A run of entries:

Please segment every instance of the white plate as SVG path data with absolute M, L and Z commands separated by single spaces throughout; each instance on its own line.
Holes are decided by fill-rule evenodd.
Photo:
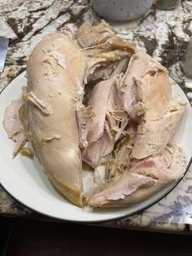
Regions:
M 0 182 L 13 197 L 27 207 L 41 214 L 63 220 L 78 222 L 103 222 L 131 215 L 146 209 L 167 195 L 179 182 L 171 184 L 145 201 L 128 208 L 94 210 L 91 208 L 78 208 L 53 188 L 44 174 L 37 158 L 31 160 L 18 155 L 12 159 L 14 143 L 8 139 L 2 127 L 3 113 L 7 106 L 21 95 L 21 88 L 26 86 L 24 73 L 14 79 L 0 95 Z M 184 148 L 188 166 L 192 156 L 192 110 L 184 92 L 174 85 L 173 95 L 187 103 L 186 113 L 175 137 L 178 145 Z

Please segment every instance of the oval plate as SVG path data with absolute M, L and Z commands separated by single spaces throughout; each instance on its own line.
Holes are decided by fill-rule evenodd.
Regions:
M 37 157 L 31 160 L 18 155 L 12 159 L 14 142 L 8 139 L 2 126 L 6 108 L 21 95 L 26 86 L 25 73 L 14 79 L 1 92 L 0 102 L 0 182 L 6 191 L 25 206 L 50 217 L 76 222 L 105 222 L 129 216 L 151 206 L 165 196 L 180 182 L 170 184 L 142 203 L 120 209 L 93 210 L 78 208 L 65 200 L 53 188 Z M 192 155 L 192 108 L 182 91 L 172 81 L 172 94 L 187 104 L 186 112 L 174 138 L 177 144 L 183 147 L 187 157 L 186 170 Z

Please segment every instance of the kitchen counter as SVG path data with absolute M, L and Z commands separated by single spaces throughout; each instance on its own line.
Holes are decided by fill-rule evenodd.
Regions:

**Written problem:**
Put every line of the entries above into a JSON list of strings, one string per line, skipping blank lines. Leave the picture out.

**Reply:**
[
  "Please segment every instance of the white plate as SVG path data with absolute M, L and Z commands separated by single spaces throughout; each instance on its own line.",
  "Holes are decided by fill-rule evenodd.",
  "Photo:",
  "Regions:",
  "M 0 182 L 13 197 L 27 207 L 41 214 L 63 220 L 78 222 L 103 222 L 131 215 L 146 209 L 167 195 L 179 182 L 171 184 L 145 201 L 128 208 L 94 210 L 91 208 L 78 208 L 53 188 L 44 174 L 37 158 L 31 160 L 18 155 L 12 159 L 14 143 L 8 139 L 2 127 L 3 113 L 7 106 L 21 95 L 21 88 L 26 86 L 24 73 L 14 79 L 0 95 Z M 184 148 L 188 166 L 192 156 L 192 110 L 184 92 L 174 85 L 173 95 L 187 103 L 186 113 L 175 137 L 178 145 Z",
  "Please segment every instance of the oval plate as SVG path data with absolute M, L and Z commands separated by single spaces throughout; each instance on its own line.",
  "Holes are decided by fill-rule evenodd.",
  "Regions:",
  "M 37 157 L 31 160 L 18 155 L 12 159 L 14 142 L 8 139 L 2 126 L 6 108 L 21 95 L 26 86 L 25 73 L 14 79 L 1 92 L 0 102 L 0 182 L 6 191 L 25 206 L 50 217 L 76 222 L 105 222 L 129 216 L 151 206 L 165 196 L 180 182 L 170 184 L 142 203 L 120 209 L 93 210 L 78 208 L 65 200 L 53 188 Z M 192 155 L 192 108 L 182 91 L 172 81 L 172 94 L 187 104 L 186 112 L 174 138 L 177 144 L 183 147 L 187 157 L 186 170 Z",
  "Please segment every instance of the kitchen counter as SVG path data with absolute M, L and Z commands separated by single spaces throughout; each instance on its own line.",
  "Holes are decided by fill-rule evenodd.",
  "Regions:"
]